Transcribe the records in full, keeping every character as it is.
────
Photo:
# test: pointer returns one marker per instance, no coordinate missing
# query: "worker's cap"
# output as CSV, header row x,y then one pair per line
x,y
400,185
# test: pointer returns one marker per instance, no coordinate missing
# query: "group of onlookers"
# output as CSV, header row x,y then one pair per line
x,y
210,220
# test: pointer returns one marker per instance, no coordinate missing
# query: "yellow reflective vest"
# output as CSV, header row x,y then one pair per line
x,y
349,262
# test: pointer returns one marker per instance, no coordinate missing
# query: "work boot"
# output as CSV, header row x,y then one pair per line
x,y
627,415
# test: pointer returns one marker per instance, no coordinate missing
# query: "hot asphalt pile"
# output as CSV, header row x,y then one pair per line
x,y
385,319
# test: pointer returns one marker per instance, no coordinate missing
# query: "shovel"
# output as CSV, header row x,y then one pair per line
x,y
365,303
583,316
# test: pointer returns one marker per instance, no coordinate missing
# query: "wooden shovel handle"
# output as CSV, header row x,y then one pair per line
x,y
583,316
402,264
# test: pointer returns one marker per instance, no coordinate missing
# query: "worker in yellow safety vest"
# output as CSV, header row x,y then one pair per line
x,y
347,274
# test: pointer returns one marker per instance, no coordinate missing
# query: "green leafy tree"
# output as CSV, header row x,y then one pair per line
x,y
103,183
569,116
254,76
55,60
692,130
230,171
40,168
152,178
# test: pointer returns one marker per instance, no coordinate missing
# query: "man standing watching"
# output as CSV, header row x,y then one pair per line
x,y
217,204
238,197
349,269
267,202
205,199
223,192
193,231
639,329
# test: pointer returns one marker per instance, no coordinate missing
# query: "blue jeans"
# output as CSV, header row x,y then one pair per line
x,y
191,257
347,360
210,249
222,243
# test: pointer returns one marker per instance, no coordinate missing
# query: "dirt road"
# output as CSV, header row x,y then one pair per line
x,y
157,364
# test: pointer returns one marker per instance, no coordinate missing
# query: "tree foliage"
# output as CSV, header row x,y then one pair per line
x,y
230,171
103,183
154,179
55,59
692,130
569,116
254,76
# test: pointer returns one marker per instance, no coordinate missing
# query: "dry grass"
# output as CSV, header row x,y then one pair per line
────
In response:
Photo:
# test: pointer returns one marker per instance, no coordinate missing
# query: "worker's cap"
# output as CSV, header row x,y then one pair per line
x,y
400,185
# test: pointer returns one marker per instance, no coordinate missing
# query: "group of onlookers"
# output as CSV, header row x,y then one pair per line
x,y
210,220
# test: pointer returns one marker per instance, no coordinate missing
# query: "yellow reflective vest"
# output as CSV, header row x,y then one pair per line
x,y
349,262
# test: pointer returns one marker per instance, no coordinate missing
# query: "work boot"
# output as CSV, header row x,y then one pair per line
x,y
627,415
# test: pointer returns one marker per instance, no coordinate missing
# query: "hot asphalt pile"
# output as CSV, header row x,y then one pair per line
x,y
385,319
# test: pointer returns one marker per instance, no coordinate missing
# query: "shovel"
# output as CSV, header row x,y then one pair per line
x,y
365,303
583,316
# test: pointer returns one marker per instance, no coordinate missing
# query: "wooden shovel handle"
# output as CSV, header row x,y then one pair per line
x,y
583,316
402,264
# test: pointer returns one marker per instance, no coordinate missing
# query: "worker in yellow safety vest"
# output as CSV, header row x,y then one pair per line
x,y
347,274
# test: pointer returns one marker per instance, no coordinate missing
# query: "green leafy tree"
# output as CSV, header row x,y then one pair per line
x,y
103,183
569,116
254,76
55,60
692,130
230,171
40,168
152,178
# test: pointer returns one marker per instance, no coordinate missing
# query: "man standing watching"
# output as CSV, header row x,y then one pair per line
x,y
217,204
238,197
349,269
267,202
205,199
223,192
193,231
639,329
# test: pointer returns one marker per instance, no coordinate missing
# query: "blue jeans"
# output as CSV, header row x,y then one pair per line
x,y
191,257
347,360
210,249
222,243
# test: pointer returns one marker per instance, no coordinate missing
# query: "dirt road"
# output as CSV, header row x,y then one pair per line
x,y
157,364
# test: pointer returns one marker per instance, no coordinate missing
# query: "tree foliage"
# output as CSV, header row x,y then one pair per line
x,y
230,171
103,183
154,179
55,59
692,130
569,116
254,76
# test: pointer returns one marker per instance, no coordinate missing
# query: "dry grass"
# output as CSV, header row x,y then one pair per line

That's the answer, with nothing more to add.